Find the string "trunk" in the records. Copy every line it appears in.

__DATA FOR REVIEW__.

• • • • •

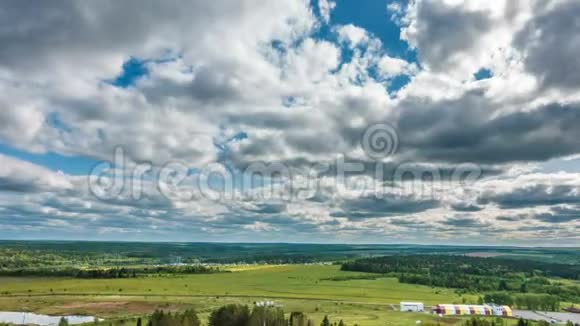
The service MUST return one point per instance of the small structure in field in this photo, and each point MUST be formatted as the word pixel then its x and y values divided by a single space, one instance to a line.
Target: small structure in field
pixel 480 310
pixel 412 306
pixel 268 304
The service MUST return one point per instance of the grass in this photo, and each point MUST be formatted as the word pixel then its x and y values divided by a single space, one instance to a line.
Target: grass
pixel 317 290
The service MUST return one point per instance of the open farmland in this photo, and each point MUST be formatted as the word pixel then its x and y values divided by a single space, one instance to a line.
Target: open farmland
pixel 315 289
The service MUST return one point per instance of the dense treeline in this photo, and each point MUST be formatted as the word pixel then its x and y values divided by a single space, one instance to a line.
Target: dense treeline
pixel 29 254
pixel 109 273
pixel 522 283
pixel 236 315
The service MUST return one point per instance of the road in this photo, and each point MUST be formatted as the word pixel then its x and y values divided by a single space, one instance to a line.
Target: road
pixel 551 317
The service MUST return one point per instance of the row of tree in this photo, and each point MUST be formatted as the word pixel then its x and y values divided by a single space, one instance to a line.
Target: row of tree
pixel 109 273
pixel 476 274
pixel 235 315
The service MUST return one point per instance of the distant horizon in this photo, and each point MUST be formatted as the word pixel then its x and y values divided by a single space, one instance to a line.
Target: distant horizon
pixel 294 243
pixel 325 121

• • • • •

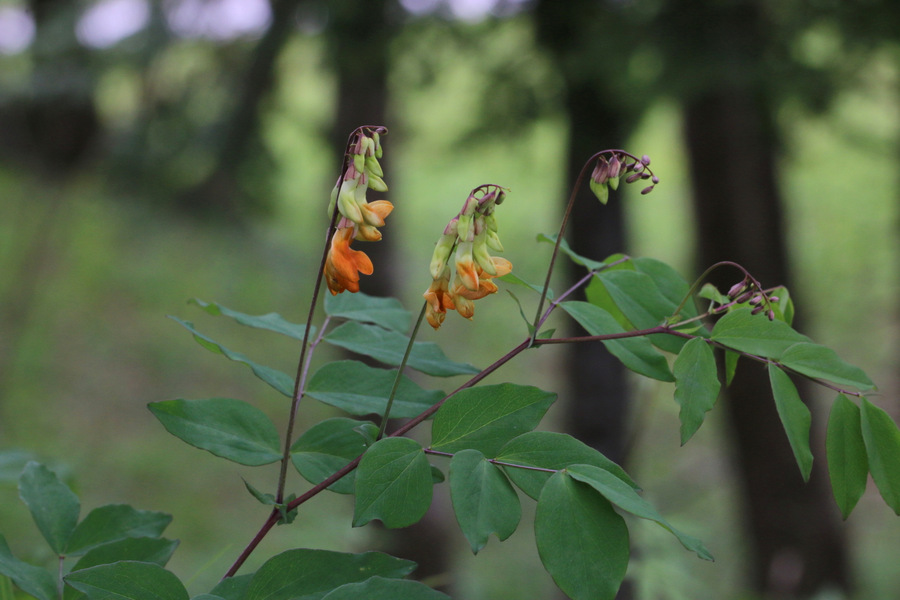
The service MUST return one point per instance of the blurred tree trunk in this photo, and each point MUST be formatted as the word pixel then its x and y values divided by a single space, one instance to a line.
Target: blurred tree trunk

• • • • •

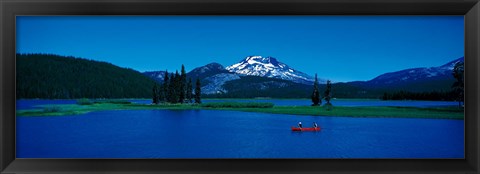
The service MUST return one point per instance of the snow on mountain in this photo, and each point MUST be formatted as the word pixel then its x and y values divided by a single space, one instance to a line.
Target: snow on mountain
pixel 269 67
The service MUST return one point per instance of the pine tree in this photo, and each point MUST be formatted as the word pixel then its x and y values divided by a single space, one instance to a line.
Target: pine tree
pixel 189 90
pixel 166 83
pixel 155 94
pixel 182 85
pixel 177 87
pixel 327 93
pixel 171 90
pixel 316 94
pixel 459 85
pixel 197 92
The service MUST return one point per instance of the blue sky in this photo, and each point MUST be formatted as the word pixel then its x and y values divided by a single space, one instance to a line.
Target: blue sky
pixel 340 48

• • • • •

__TASK ANSWER__.
The service MUST return one point per instance of the blurred tree trunk in this photo, and each point MUST be formatted as the word pixel then its x and y values divided by a single space, one instance to a line.
Target: blurred tree trunk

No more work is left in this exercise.